PROVIDED RECORDS –

----------------------------------------

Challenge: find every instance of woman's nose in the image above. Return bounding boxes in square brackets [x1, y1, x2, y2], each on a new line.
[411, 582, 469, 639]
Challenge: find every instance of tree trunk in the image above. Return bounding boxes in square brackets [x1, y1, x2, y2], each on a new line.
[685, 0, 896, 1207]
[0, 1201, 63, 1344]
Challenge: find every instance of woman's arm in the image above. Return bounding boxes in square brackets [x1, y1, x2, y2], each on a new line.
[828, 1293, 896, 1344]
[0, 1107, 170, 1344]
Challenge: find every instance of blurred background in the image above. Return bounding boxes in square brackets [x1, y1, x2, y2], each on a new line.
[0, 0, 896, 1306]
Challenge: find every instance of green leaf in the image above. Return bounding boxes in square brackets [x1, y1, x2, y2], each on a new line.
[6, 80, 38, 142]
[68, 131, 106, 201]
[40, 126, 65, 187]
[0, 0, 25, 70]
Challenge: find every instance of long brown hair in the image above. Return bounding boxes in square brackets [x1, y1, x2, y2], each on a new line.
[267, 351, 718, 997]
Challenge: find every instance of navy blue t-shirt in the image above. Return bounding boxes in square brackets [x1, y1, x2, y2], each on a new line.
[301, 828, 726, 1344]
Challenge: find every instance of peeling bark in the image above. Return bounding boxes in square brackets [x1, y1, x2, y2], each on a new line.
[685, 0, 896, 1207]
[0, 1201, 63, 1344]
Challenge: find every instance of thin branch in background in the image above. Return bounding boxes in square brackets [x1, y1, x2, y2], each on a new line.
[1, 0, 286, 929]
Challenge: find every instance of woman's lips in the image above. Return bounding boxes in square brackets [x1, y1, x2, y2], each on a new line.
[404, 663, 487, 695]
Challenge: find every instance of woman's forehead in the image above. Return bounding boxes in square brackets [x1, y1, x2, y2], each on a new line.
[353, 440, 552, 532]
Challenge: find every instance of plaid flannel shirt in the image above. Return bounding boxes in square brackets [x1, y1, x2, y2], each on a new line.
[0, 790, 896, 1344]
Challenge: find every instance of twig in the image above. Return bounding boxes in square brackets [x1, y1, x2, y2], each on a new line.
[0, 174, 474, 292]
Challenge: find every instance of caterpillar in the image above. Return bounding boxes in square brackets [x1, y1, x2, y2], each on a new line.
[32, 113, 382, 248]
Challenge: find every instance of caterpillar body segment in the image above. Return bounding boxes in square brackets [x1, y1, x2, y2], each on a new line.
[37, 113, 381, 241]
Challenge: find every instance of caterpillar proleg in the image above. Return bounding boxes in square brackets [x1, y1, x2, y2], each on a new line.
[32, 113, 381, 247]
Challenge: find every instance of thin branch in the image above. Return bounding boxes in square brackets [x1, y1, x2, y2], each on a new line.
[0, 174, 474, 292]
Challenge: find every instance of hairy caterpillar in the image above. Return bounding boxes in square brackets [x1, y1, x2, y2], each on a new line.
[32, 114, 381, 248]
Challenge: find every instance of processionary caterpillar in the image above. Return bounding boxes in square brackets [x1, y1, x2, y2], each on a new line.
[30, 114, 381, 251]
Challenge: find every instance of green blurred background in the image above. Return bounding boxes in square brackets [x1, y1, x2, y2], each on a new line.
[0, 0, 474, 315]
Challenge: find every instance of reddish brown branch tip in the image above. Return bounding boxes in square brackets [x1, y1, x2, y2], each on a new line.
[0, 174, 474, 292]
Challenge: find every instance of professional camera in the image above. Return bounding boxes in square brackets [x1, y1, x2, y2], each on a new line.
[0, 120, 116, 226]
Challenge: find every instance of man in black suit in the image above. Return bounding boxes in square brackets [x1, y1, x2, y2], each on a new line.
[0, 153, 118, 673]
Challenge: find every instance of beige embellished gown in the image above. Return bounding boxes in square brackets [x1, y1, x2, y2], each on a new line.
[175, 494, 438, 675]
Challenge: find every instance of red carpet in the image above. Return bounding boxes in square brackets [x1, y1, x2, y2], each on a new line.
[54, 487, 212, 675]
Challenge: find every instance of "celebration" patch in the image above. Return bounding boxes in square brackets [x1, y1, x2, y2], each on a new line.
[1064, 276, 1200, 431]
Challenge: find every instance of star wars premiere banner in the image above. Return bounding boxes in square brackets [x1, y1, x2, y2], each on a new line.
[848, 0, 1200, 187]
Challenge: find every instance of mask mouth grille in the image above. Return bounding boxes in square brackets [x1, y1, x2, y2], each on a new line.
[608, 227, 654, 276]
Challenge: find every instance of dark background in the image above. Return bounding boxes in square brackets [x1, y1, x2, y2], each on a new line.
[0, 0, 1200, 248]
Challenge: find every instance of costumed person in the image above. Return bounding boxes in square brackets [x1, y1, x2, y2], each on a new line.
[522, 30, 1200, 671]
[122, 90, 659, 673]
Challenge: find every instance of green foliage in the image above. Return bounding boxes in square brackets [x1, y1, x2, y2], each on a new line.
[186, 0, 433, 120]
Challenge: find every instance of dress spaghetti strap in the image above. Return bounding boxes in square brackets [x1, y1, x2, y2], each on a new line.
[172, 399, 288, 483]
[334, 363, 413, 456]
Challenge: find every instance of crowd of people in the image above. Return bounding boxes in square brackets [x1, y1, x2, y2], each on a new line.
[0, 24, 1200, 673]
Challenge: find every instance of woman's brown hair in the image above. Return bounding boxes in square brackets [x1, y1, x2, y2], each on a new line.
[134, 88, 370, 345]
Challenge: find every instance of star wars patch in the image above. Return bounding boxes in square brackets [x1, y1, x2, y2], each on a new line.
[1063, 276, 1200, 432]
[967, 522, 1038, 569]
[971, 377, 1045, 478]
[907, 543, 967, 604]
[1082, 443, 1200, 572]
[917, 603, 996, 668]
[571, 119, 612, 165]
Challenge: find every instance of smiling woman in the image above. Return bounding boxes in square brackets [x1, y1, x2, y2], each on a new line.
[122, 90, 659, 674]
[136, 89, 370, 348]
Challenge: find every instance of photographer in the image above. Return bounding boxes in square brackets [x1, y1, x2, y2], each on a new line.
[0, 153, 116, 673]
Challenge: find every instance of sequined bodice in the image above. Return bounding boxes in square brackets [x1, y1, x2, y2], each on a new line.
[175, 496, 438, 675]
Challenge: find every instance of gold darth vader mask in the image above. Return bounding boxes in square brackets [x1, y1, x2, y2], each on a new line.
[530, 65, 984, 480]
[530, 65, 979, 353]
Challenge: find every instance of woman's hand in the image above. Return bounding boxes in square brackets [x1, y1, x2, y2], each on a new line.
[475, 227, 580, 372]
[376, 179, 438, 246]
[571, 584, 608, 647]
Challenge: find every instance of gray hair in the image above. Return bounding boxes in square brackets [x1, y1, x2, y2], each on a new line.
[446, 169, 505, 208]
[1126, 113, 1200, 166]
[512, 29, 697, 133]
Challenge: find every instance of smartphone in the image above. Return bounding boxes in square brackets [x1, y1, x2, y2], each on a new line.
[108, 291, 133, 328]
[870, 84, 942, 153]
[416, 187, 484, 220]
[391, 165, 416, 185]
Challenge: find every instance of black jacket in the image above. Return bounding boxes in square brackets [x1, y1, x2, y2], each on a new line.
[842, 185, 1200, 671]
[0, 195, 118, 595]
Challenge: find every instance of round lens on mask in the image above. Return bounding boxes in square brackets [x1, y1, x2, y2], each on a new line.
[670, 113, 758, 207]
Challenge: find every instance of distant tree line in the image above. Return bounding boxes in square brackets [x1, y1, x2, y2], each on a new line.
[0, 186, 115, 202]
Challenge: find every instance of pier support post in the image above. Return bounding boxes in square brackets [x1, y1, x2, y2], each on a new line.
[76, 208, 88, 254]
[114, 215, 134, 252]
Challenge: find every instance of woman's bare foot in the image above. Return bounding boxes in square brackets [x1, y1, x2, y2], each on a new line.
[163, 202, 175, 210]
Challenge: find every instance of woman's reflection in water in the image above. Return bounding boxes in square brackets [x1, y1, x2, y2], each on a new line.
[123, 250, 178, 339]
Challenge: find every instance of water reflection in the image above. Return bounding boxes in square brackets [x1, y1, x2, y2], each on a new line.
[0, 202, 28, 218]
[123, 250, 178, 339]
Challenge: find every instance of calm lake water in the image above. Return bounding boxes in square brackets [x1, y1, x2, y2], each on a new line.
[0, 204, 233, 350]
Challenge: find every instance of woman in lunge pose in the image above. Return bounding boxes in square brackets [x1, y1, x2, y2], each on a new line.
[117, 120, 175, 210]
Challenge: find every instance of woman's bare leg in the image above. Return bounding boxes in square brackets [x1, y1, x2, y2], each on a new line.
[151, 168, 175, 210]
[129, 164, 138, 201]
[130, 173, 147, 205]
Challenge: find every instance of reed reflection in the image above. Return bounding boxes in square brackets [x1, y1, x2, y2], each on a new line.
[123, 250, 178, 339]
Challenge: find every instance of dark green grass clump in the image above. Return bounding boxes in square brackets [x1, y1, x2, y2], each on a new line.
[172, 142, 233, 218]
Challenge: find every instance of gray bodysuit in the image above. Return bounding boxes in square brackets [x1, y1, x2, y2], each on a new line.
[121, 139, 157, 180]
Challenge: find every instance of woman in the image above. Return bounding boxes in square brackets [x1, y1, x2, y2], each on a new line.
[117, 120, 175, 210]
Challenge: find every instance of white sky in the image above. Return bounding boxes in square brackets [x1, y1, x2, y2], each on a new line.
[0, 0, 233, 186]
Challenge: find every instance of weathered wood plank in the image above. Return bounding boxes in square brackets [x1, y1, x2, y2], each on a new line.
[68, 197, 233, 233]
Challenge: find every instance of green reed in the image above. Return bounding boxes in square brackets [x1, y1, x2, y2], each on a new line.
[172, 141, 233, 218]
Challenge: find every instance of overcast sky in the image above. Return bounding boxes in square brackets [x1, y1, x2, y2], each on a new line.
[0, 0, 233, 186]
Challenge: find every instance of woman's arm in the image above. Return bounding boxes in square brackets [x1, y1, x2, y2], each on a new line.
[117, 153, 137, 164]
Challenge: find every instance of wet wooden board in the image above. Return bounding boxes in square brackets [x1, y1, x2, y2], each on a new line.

----------------------------------------

WHAT THE EXERCISE ASKS –
Reproduce the stretch of rows from the line containing "Challenge: find every instance of red carpet" through the line containing "[122, 90, 659, 673]", replacing "costumed person" with "costumed figure" and leaving everything else unchanged.

EXERCISE OUTPUT –
Challenge: find every instance of red carpet in the image above. Return bounding boxes in square brackets [x1, y1, x2, y2], each on a new line.
[54, 487, 212, 675]
Challenge: find every instance of "celebration" patch in the image above. Return bounding boxes in square brackets [x1, y1, x2, y2], each on a new line.
[1064, 276, 1200, 431]
Challenge: find every instance of star wars premiere banner in the image above. Return bounding boxes in square brackets [x1, y1, x2, y2], each on a new line.
[848, 0, 1200, 187]
Challenge: find every instance of mask mouth grille in the image above. Return bounding boxes in square brackets [x1, y1, x2, y2], each on a new line.
[608, 227, 654, 276]
Challenge: find every instance of dark background in the image above. Return bounding boxes in square brackets [x1, y1, x2, y2], each on a new line.
[0, 0, 1200, 248]
Challenge: find every instance of costumed figure in the image above. Return bounding boxes in square brackets [x1, y1, x2, y2], each on a new line.
[522, 30, 1200, 671]
[122, 90, 659, 673]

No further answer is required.